BEGIN Document segment
Gruber’s article is worth reading in entirety; this excerpt is particularly relevant vis-a-vis email:

“Power your iPhone off and try to send or receive an SMS message from another Apple device. It doesn’t work, because it can’t work, because SMS is a phone carrier protocol. RCS is exactly the same in that regard. You need a phone to use RCS. You don’t need a phone to use iMessage.”

OK, so now you’re caught up on a bunch of telco-related stuff you didn’t need to catch up on. So what? OI is an email community, right?

In over 100 conversations about email on The Future Of Email podcast, messaging and SMS has come up in at least 50. There’s been enough overlap between email and SMS in the last few years to drive those conversations. Both ‘channels’ are highly personal, 1:1, habitual, usually available across devices (Apple should get extra points on that front). There’s a lot of divergence as well — messaging, particularly SMS, has been short and text-centric, relatively “flat”, quite expensive, and far more heavily regulated.

Here’s the punchline, way too late in the joke: depending on just what Apple does with RCS, “text messaging” could become far, far more important as a marketing channel at a very rapid pace. If “text messaging” becomes rich, media-enabled and interactive…if marketers don’t (pardon me) screw it up for themselves by being invasive, clunky, and heavy-handed, surrendering the game to regulators for the sake of an extra point in the 1st quarter…then the question is, what group within the marketing function is best-positioned to handle this emerging channel?

Put your marketing hat on, and think through your strategy for handling a channel with capabilities like this:

  • Multimedia Messaging: RCS allows users to send high-quality images, videos, audio clips, and files
  • Read Receipts and Typing Indicators:RCS shows when a message has been delivered, read, and when the other person is typing a response​​​​.
  • Group Chat Improvements: RCS enables better group chat functionality with the ability to name groups, add or remove participants, and support for larger group sizes​​​​.
  • Presence Information: RCS can show whether a contact is online, offline, or currently available, enhancing the real-time communication experience​​.
  • Chatbots and Business Interactions: RCS allows businesses to engage with customers more effectively through chatbots, providing automated responses, customer support, and facilitating transactions within the messaging interface​​.
  • Advanced Features: RCS supports location sharing, suggested replies, rich link previews, and contact cards, enhancing the messaging experience and making conversations more intuitive and efficient​​.
  • Offline Messaging: RCS supports offline messaging capabilities, ensuring that conversations can continue seamlessly even if one party is temporarily offline​​.
  • Integration with Additional Services: RCS has the potential to integrate with various services such as mobile payments, ticketing, and scheduling, simplifying processes and enhancing convenience​​. (According to Gruber’s article, the RCS standard does not address encryption. Hmmm. Join the upcoming OI-members-only Live Zoom Discussion call to discuss.)

Very few of those items are technically feasible in email, even with interactive technologies like AMP for email.

While there are a bunch of great reasons (IMHO) to suggest that the email team should tackle messaging, there will be a bunch of things for them to learn if they do. RCS isn’t a replacement or substitute for email, but if the trajectory of rich messaging platforms in other markets is any indication, we’ll have to start learning how the two co-exist.

I suspect there’s a pent-up appetite for a uniform rich-messaging experience in the North American market. Having seen a few ‘insider’ presentations on what RCS can do, I think there will be some really interesting opportunities for brands to find new ways to connect and serve their markets. Who’s going to run that show for the brands?

I’m probably mangling the quote, but some years back, read that “It’s an observable truth that no railroad company went into the airline business, because they defined themselves as being in the railroad business, not the moving-people-and-goods-over-distance business.” Something for “email marketers” to consider.
END Document segment
# How to complete this task:
From the text on RCS and email marketing, copy word for word the stretch that opens with the words containing "Very few of" and closes with "the two co-exist.".
BEGIN Supplied entries
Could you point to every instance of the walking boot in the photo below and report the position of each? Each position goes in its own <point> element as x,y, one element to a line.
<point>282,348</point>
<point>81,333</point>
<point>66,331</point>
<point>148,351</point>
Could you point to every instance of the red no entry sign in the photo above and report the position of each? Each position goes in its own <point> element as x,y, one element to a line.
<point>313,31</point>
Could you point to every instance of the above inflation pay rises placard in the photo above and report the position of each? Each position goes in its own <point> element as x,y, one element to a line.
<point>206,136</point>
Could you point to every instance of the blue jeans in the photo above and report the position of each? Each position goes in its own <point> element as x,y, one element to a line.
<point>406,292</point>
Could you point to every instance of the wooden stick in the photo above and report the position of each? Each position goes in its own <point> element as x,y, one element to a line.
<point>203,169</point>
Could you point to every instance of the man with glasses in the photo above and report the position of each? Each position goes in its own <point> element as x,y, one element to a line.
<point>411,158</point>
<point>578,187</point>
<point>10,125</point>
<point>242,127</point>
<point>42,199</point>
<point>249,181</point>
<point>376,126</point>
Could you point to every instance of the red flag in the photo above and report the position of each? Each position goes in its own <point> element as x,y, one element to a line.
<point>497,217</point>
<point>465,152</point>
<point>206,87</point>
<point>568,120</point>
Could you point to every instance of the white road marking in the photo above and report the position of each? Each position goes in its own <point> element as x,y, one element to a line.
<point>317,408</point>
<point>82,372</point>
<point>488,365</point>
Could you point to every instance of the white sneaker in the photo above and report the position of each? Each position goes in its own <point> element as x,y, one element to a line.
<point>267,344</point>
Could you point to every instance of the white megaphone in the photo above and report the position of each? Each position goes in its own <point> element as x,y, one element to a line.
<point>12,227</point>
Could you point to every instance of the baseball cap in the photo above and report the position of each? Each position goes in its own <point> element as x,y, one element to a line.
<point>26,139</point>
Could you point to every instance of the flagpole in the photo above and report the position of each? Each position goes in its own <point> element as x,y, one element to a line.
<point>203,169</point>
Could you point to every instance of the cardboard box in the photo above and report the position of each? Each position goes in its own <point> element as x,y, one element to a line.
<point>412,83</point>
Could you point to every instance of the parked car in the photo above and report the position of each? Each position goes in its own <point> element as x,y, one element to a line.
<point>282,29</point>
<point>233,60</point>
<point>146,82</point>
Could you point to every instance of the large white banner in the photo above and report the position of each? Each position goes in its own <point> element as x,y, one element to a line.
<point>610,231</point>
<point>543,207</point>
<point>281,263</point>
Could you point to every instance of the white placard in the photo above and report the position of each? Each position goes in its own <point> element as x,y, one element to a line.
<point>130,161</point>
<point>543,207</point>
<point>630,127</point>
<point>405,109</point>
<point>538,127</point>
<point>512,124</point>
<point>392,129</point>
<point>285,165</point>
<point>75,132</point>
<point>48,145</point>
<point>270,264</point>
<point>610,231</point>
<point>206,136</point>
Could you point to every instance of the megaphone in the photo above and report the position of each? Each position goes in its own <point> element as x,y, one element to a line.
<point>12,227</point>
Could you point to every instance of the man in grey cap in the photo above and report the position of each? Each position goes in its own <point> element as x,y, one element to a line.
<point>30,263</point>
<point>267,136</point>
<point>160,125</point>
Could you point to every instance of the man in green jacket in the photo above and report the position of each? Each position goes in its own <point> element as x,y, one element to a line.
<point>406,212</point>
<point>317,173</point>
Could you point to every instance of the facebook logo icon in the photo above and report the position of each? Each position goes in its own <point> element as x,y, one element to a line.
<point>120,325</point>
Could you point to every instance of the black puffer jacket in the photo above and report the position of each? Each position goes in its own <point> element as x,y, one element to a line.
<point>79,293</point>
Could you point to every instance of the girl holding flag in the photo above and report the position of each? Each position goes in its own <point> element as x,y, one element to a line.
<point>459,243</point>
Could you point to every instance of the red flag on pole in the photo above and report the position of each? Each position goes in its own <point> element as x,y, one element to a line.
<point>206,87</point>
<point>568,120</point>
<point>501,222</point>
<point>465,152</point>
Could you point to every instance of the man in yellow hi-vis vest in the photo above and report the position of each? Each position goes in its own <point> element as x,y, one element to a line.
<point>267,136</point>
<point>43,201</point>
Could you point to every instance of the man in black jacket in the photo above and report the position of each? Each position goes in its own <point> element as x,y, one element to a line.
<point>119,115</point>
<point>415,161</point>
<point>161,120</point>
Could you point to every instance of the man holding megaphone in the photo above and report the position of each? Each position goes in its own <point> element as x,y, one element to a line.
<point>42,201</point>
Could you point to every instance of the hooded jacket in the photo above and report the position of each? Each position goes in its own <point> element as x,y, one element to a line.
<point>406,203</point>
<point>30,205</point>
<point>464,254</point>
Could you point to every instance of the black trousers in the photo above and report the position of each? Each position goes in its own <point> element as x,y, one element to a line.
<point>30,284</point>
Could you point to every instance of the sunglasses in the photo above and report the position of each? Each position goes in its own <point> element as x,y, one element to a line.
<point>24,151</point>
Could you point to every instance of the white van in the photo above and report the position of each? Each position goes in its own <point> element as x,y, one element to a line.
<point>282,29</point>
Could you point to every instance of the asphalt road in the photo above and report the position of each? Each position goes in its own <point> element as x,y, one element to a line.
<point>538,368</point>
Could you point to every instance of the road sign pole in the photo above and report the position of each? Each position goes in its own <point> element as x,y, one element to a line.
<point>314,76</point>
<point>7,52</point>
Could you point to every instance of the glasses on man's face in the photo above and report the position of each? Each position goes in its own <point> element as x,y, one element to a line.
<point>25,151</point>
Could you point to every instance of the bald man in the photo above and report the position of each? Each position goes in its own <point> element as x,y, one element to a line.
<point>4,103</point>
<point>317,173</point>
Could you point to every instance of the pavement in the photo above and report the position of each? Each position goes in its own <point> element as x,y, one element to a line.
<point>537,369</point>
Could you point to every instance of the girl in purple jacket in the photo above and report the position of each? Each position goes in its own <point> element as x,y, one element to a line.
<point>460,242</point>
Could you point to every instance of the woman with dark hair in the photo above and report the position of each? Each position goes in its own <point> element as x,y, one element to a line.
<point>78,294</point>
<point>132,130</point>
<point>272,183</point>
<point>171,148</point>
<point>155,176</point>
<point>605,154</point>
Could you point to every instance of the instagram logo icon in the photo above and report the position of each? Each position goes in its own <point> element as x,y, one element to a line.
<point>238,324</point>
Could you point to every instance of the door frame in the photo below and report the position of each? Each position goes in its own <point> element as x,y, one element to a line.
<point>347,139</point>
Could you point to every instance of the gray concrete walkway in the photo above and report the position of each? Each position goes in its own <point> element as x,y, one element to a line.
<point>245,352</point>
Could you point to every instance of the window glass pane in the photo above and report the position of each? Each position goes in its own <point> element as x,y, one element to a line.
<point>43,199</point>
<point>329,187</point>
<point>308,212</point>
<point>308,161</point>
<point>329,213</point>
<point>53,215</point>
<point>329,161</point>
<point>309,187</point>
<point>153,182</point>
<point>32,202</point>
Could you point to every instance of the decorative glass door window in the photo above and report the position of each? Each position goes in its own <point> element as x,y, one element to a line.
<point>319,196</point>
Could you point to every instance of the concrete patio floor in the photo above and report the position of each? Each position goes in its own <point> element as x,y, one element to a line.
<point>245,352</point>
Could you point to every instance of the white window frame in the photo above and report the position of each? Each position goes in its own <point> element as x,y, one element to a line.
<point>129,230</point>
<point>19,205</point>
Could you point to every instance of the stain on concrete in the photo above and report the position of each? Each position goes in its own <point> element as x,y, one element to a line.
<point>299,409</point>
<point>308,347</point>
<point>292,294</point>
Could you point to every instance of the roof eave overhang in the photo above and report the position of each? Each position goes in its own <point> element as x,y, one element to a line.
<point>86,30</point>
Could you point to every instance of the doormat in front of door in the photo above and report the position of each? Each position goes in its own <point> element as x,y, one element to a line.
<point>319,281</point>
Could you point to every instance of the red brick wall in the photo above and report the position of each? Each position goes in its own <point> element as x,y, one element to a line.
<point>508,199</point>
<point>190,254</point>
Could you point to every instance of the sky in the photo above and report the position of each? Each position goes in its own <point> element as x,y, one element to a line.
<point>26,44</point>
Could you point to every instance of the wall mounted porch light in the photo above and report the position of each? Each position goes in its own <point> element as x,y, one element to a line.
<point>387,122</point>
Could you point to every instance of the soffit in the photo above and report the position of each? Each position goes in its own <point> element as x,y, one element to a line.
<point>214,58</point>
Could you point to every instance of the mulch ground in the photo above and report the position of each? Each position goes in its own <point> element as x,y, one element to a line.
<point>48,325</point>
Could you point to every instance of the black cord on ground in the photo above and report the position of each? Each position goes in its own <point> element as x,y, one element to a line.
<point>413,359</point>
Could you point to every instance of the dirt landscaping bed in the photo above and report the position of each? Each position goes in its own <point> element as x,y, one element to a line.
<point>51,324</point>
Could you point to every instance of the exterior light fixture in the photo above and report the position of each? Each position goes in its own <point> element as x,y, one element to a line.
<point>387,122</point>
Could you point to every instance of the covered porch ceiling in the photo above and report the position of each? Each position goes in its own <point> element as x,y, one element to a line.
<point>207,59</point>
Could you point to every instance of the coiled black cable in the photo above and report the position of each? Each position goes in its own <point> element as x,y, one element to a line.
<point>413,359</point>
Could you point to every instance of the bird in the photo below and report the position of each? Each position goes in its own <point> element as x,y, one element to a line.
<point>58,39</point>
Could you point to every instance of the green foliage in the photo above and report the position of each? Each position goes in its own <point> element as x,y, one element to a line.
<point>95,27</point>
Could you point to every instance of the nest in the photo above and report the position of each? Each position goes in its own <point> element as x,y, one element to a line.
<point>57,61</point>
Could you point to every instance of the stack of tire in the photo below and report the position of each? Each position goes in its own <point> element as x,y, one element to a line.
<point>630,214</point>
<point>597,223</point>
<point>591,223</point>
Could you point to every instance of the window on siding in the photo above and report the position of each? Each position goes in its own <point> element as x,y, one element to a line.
END Supplied entries
# Result of this exercise:
Very few of those items are technically feasible in email, even with interactive technologies like AMP for email.

While there are a bunch of great reasons (IMHO) to suggest that the email team should tackle messaging, there will be a bunch of things for them to learn if they do. RCS isn’t a replacement or substitute for email, but if the trajectory of rich messaging platforms in other markets is any indication, we’ll have to start learning how the two co-exist.